Exercise prompt:
Please convert the items, starting at the line that contains "Would you mind indicating the auction" and ending at the last line of the items, into a Markdown table with the columns Row and Line. Leave out any blank lines.

[Point-based annotation data]

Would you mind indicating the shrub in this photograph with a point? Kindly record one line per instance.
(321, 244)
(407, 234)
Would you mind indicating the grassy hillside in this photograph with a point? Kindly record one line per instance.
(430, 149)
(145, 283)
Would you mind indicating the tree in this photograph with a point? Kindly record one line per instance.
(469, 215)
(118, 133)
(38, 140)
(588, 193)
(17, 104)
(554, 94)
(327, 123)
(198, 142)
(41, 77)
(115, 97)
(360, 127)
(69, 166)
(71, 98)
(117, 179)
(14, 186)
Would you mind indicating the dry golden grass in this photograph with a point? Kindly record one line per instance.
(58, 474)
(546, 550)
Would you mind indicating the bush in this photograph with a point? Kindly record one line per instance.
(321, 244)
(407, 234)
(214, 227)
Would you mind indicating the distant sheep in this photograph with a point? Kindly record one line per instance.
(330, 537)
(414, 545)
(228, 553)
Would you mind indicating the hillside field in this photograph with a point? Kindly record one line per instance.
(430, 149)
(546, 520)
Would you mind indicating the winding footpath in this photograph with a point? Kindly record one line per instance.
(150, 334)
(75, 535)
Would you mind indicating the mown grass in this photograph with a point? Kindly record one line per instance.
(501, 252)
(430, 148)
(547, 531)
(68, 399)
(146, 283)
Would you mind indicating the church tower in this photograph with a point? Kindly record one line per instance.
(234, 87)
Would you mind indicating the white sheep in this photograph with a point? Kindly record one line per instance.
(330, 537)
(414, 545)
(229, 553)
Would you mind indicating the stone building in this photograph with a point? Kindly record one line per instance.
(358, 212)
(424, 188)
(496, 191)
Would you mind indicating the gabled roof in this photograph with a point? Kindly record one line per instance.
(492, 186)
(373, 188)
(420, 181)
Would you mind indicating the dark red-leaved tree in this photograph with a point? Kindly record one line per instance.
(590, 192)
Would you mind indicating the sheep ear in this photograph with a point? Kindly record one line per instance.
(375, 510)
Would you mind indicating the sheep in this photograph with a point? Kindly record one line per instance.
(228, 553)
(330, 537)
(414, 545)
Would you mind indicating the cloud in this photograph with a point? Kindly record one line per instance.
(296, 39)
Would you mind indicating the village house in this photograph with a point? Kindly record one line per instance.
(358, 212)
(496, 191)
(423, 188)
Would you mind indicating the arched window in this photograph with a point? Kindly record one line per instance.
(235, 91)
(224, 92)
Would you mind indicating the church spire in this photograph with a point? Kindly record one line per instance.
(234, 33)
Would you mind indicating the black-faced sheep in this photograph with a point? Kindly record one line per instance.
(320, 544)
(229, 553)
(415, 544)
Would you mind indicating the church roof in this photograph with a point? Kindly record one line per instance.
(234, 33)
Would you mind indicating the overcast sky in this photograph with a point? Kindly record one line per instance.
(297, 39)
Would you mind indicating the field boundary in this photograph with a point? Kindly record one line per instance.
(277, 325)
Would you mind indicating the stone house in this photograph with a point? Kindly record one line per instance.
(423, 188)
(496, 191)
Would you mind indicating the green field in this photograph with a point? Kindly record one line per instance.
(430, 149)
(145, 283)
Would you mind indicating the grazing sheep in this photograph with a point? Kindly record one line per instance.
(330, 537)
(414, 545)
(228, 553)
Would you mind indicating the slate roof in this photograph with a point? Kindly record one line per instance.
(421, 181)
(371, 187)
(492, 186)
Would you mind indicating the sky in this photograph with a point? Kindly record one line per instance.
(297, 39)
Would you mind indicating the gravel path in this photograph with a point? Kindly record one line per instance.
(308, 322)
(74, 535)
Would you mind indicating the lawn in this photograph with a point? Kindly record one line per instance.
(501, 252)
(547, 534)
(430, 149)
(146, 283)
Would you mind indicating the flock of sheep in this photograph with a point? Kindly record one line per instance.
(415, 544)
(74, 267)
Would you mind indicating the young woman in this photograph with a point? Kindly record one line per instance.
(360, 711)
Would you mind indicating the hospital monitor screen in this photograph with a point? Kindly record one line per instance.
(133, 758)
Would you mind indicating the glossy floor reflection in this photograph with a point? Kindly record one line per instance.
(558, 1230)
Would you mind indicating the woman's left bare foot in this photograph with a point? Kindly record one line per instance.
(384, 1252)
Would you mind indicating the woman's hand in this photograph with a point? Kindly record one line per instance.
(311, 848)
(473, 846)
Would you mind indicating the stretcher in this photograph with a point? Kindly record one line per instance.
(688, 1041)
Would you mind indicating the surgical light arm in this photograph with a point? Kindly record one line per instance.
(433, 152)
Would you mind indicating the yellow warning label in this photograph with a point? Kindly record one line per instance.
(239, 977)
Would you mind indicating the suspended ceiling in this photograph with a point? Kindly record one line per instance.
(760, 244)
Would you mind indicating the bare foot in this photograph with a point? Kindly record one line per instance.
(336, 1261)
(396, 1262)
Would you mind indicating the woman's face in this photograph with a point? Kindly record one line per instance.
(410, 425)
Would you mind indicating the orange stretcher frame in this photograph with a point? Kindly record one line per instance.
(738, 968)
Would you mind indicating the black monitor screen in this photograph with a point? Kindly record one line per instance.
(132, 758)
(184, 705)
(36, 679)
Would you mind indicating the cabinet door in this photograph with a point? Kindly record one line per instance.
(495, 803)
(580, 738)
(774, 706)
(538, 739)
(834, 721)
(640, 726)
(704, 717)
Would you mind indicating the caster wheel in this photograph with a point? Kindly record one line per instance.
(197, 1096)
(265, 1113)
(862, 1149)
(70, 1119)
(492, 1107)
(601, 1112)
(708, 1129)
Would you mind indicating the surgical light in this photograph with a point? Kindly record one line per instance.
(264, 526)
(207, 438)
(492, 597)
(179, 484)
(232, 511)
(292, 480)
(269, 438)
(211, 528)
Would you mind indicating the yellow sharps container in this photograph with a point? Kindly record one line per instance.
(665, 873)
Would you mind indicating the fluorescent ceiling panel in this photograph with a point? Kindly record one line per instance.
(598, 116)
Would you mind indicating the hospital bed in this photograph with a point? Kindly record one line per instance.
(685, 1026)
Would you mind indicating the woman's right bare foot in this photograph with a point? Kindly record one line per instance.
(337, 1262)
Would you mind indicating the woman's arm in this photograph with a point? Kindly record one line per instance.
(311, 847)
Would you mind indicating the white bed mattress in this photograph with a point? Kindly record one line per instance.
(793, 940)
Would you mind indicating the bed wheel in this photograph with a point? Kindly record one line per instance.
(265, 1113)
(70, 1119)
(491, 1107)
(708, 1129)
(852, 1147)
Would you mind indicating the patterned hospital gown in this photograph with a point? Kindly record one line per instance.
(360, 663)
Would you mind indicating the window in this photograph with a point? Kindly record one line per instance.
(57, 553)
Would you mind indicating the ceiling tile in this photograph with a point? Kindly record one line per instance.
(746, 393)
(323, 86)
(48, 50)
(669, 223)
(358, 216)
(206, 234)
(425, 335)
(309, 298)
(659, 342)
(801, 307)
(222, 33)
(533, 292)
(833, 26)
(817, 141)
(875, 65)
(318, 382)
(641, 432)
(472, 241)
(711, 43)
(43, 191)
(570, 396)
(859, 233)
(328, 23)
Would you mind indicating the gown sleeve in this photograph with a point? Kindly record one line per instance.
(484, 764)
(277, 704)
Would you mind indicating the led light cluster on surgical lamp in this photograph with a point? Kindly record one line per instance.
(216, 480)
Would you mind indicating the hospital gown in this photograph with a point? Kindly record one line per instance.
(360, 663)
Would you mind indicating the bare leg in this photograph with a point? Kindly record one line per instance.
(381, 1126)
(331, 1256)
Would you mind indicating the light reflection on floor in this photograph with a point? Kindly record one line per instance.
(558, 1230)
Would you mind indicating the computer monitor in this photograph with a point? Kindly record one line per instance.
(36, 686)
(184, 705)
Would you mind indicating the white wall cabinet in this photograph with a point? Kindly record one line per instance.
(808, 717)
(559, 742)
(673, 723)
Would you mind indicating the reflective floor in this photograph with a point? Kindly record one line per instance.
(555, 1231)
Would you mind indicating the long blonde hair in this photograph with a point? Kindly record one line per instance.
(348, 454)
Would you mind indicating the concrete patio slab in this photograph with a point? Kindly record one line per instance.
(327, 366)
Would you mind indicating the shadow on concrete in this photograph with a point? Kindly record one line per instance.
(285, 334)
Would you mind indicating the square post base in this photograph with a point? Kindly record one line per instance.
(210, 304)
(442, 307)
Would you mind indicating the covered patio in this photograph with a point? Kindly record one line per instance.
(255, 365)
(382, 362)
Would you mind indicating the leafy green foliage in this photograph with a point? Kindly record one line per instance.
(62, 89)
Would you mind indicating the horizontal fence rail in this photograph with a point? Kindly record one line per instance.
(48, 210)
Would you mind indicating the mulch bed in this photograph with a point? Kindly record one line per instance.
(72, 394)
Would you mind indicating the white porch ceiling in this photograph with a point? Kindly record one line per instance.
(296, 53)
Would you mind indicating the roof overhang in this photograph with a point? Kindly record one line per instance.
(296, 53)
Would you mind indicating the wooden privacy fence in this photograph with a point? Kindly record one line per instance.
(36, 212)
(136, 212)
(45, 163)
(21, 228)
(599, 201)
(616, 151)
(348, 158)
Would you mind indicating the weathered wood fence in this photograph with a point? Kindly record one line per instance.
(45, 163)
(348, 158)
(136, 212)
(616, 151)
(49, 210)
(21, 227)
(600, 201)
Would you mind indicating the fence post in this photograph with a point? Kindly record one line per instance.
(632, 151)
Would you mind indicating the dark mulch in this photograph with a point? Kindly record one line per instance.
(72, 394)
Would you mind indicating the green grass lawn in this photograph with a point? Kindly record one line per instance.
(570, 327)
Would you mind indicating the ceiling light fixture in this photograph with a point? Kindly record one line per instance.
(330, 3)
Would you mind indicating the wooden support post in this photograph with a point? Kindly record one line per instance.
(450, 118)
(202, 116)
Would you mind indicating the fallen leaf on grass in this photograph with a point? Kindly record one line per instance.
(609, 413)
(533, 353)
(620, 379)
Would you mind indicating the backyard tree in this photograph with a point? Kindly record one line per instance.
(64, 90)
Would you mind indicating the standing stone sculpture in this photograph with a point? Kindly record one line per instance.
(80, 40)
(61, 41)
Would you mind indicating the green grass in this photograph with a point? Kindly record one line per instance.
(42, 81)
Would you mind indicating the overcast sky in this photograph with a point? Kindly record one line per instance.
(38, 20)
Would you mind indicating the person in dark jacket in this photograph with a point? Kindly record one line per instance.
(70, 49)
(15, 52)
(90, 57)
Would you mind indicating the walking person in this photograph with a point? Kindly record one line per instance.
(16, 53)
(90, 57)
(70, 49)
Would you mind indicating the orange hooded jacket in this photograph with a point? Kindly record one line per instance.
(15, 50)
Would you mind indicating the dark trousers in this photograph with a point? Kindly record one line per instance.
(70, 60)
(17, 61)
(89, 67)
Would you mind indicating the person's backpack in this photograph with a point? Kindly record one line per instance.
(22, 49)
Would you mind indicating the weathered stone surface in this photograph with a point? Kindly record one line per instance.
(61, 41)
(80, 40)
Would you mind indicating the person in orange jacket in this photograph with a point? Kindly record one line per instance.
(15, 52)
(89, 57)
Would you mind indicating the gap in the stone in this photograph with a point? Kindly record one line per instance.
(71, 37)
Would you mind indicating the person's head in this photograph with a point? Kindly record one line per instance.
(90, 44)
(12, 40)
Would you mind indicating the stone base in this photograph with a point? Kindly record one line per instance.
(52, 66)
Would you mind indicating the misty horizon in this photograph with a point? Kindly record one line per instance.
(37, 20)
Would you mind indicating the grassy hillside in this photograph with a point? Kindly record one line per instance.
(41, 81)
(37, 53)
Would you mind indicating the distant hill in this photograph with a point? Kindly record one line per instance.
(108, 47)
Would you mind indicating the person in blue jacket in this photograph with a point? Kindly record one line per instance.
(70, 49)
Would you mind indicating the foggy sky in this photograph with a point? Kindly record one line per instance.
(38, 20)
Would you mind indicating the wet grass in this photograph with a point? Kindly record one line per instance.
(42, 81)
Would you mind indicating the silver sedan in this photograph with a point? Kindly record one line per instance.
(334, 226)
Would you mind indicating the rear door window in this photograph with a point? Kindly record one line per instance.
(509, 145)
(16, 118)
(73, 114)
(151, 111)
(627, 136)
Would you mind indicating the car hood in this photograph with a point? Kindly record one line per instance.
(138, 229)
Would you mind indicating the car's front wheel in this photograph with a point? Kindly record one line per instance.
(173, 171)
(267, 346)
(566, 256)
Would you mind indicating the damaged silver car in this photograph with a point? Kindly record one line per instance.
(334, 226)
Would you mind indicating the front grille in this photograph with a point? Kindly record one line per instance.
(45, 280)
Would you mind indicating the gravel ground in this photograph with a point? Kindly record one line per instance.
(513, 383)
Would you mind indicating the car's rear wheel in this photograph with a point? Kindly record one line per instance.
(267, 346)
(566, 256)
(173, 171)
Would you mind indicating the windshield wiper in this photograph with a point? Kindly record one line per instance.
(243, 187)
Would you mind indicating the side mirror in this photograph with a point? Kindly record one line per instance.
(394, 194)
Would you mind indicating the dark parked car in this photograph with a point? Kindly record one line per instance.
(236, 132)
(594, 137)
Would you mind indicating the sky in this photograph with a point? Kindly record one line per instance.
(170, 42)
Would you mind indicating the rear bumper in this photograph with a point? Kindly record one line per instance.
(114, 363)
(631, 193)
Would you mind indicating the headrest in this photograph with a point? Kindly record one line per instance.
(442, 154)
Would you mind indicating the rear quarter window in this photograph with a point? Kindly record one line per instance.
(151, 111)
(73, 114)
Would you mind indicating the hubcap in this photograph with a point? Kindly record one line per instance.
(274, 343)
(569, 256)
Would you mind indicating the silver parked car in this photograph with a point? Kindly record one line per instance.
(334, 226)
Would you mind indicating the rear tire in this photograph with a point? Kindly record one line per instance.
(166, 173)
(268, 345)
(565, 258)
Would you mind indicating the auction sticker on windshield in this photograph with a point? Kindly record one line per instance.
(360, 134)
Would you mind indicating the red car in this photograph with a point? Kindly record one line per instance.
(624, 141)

Solution for this exercise:
| Row | Line |
|---|---|
| 1 | Would you mind indicating the auction sticker on windshield in this photograph with a point? Kindly record one line per instance. |
| 2 | (360, 134) |
| 3 | Would you mind indicating the red car in this photograph with a point? Kindly record one line per instance. |
| 4 | (624, 141) |